Rows from a pointing dataset
☆ ☆ ☆ ☆ ☆

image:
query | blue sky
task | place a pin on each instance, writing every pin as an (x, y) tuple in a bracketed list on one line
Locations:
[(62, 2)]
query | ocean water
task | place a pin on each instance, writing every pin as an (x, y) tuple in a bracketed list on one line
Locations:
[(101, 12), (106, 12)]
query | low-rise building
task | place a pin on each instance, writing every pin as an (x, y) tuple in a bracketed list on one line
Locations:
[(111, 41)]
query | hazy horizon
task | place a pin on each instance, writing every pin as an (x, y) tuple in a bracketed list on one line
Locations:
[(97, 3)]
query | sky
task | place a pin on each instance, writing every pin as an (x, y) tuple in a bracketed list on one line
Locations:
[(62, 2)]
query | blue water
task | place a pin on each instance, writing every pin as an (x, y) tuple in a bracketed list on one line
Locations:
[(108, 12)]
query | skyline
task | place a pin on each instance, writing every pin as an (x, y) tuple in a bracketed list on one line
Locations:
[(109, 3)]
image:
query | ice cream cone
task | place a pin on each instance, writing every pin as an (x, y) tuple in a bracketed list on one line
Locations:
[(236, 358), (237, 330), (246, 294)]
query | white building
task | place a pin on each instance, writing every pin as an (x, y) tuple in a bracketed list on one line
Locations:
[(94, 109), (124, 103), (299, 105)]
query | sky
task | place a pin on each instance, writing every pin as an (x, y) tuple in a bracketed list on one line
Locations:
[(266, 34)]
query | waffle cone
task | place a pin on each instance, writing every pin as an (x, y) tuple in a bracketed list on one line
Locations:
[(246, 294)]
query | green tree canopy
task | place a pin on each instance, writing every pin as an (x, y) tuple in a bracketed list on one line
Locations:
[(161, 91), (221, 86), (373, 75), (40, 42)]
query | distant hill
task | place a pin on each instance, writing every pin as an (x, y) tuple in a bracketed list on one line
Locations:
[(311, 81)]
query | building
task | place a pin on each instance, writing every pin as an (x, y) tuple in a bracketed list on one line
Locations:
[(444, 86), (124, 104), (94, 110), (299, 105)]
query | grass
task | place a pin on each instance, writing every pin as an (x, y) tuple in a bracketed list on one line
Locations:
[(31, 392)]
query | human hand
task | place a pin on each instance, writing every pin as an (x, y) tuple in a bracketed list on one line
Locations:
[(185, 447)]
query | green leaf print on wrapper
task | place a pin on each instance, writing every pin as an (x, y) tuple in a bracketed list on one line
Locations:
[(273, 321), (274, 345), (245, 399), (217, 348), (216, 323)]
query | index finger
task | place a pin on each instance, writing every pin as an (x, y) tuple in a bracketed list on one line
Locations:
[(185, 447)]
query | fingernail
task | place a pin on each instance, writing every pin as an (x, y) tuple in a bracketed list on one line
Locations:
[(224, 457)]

☆ ☆ ☆ ☆ ☆

## STATED TASK
Copy the lines word for word, starting at the line that contains "query | building" and continuing down through the line that contains "[(31, 392)]". Include both of those lines.

## THE SOLUTION
query | building
task | place a pin on each instance, writing every pin as an (x, y) tuple in a bracketed list on one line
Locations:
[(444, 86), (124, 104), (94, 110), (299, 105)]
query | grass
task | place a pin on each instance, writing every pin as an (x, y) tuple in a bracketed list on one line
Locations:
[(31, 392)]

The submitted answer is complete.